WRITTEN PROBLEM => Here are some entries; quote each one exactly.

☆ ☆ ☆ ☆ ☆

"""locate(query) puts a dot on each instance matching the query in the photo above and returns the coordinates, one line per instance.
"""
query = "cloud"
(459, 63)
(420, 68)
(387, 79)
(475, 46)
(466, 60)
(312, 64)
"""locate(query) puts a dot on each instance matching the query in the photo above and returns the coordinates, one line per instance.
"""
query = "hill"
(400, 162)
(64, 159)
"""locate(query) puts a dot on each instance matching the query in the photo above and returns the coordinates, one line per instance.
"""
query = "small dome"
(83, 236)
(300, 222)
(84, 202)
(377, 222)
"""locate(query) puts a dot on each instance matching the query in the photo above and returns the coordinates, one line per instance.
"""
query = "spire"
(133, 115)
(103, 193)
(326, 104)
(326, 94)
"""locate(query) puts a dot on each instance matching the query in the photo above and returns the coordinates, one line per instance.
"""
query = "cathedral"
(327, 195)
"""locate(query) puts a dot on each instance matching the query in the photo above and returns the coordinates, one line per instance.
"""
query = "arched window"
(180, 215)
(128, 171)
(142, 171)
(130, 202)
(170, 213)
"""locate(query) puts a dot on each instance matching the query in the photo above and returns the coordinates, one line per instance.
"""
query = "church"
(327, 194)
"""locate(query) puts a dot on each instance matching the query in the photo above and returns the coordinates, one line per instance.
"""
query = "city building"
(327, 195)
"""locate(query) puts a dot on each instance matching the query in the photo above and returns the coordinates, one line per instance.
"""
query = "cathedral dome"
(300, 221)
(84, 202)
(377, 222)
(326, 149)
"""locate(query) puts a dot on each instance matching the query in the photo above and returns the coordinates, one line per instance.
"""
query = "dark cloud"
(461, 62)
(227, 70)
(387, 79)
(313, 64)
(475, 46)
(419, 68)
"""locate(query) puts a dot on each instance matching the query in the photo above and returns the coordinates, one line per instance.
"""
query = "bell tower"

☆ ☆ ☆ ☆ ☆

THE COMPLETED TASK =>
"""locate(query) puts a dot on each instance matching the query in the photo above and returns the coordinates, one line per instance.
"""
query = "cloud"
(459, 63)
(420, 68)
(387, 79)
(475, 46)
(466, 60)
(312, 64)
"""locate(query) puts a dot on each instance matching the query in the photo above and returns the coordinates, one line per instance.
"""
query = "hill"
(400, 162)
(64, 159)
"""locate(query) puts a dot on each instance matching the query in the photo above and returns the coordinates, one line per instance.
"""
query = "small dome"
(83, 236)
(300, 222)
(84, 202)
(377, 222)
"""locate(query) puts a dot on each instance matching the query in the photo above and returns the coordinates, one line per instance.
"""
query = "spire"
(133, 115)
(103, 193)
(326, 104)
(326, 94)
"""locate(query) puts a dot on each instance matching the query in the photo above and returns the coordinates, one line per instance.
"""
query = "cathedral"
(327, 195)
"""locate(query) puts a dot on each instance matching the query in the photo above and returns the coordinates, one line per instance.
"""
query = "arched window"
(180, 215)
(128, 171)
(142, 171)
(130, 202)
(170, 213)
"""locate(query) puts a dot on each instance matching the query in the photo above and returns the coordinates, one line per instance.
"""
query = "church"
(327, 194)
"""locate(query) puts a dot on each instance matching the query in the photo above and returns the coordinates, one line per instance.
"""
query = "city building"
(327, 195)
"""locate(query) puts a dot on each instance matching the query in the photo above and returns the coordinates, one line per instance.
"""
query = "cathedral dome"
(300, 221)
(84, 202)
(377, 222)
(326, 149)
"""locate(query) puts a dot on each instance matching the query in the photo above and returns the coordinates, one line per instance.
"""
query = "dark cloud"
(461, 62)
(227, 70)
(387, 79)
(313, 64)
(475, 46)
(419, 68)
"""locate(query) puts a dot on each instance matching the query in the photo above and returns the coordinates, one line per instance.
"""
query = "bell tower"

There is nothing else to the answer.